** begin Source passage **

Dale Jamieson (born 1947) is Professor of Environmental Studies and Philosophy at New York University, a scholar of environmental ethics and animal rights, and an analyst of climate change discourse. He also serves as a faculty affiliate for the NYU School of Law and as director of NYU's Animal Studies Initiative, which was funded by Brad Goldberg with a $1 million donation in 2010. In addition to his affiliation with the NYU Departments of Environmental Studies and Philosophy, Jamieson also holds positions at The Dickson Poon School of Law and at the University of the Sunshine Coast in Australia.

Previously, Jamieson had been at Carleton College and the University of Colorado, Boulder, with visiting roles at other universities, including Cornell, Princeton, and Stanford. In 2015, he presented the Arthur C. Wickenden lecture at Miami University. He is a critic of geo-engineering proposals.

Biography 
Jamieson was born in Iowa, in 1947. He grew up in San Diego, California, where he was an avid surfer. He received his B.A. in 1970 from San Francisco State University, and his Ph.D. in philosophy from the University of North Carolina at Chapel Hill in 1976. He began his academic career at North Carolina State University, where he taught as a visiting instructor in philosophy from January 1975 to May 1978.

** end Source passage **
** begin Recorded data **

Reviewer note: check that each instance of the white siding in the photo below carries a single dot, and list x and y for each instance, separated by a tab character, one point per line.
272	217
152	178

** end Recorded data **

» Goal 1
Answer these questions about the Dale Jamieson passage:
(a) Who funded NYU's Animal Studies Initiative, and with what donation?
(b) At which university did Jamieson present the Arthur C. Wickenden lecture in 2015?
(c) Where did he grow up?
» Goal 2
Reproduce the Dale Jamieson passage word for word, starting at "Previously, Jamieson had" and ending at "of geo-engineering proposals.".

» Expected answer 1
(a) Brad Goldberg, with a $1 million donation in 2010.
(b) Miami University.
(c) San Diego, California.

» Expected answer 2
Previously, Jamieson had been at Carleton College and the University of Colorado, Boulder, with visiting roles at other universities, including Cornell, Princeton, and Stanford. In 2015, he presented the Arthur C. Wickenden lecture at Miami University. He is a critic of geo-engineering proposals.